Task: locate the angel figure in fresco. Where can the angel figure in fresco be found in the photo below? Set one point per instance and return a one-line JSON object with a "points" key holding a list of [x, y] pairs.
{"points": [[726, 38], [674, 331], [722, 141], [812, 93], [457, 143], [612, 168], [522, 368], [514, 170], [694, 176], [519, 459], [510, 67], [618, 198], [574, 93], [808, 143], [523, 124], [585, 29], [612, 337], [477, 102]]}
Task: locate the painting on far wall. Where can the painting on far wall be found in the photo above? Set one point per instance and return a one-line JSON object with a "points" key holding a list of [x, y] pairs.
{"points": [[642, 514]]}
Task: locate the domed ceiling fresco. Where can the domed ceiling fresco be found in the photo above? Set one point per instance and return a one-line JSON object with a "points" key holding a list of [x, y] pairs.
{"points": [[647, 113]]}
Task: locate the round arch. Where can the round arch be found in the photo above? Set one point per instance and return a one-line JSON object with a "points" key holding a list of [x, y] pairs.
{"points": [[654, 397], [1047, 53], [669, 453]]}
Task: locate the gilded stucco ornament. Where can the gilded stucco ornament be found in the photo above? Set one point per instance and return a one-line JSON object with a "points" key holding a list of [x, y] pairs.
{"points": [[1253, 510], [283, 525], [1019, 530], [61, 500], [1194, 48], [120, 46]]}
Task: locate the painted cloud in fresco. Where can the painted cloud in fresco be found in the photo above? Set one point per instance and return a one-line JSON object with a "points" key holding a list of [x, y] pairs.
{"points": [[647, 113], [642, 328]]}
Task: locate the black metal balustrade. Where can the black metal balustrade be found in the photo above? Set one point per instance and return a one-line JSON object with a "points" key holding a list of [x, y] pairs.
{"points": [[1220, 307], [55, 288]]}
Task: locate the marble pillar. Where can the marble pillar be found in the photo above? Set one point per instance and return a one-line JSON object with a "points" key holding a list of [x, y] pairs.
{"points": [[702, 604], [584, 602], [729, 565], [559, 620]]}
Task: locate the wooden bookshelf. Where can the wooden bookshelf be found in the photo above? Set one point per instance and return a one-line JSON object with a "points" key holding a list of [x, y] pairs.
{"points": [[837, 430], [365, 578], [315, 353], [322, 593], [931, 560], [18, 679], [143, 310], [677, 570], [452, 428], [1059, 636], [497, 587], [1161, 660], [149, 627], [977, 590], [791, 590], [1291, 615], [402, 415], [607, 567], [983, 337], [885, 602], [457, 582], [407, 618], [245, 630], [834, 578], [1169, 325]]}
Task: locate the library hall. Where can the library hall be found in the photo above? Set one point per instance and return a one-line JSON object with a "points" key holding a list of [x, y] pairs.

######

Your instructions :: Each line from the one with "Task: locate the wooden" through the last line of the records must be written out word for word. Include nothing else.

Completed exercise ::
Task: locate the wooden bookshelf. Where can the wooden bookshelf be found in the photo above? Set one point per instance and return a one-line JSON object with a "points" key holding a list of [x, y] pairs.
{"points": [[837, 430], [365, 578], [315, 353], [322, 593], [931, 560], [18, 679], [143, 310], [677, 570], [452, 428], [1059, 636], [497, 587], [1161, 660], [149, 627], [977, 590], [791, 590], [1291, 615], [402, 415], [607, 567], [983, 337], [885, 602], [457, 582], [407, 618], [245, 630], [834, 578], [1169, 325]]}
Task: locate the library hall. Where can the library hall be found in the photo above? Set one point per instance and return a one-line JSON object with a "points" key holding a list of [x, y] pairs.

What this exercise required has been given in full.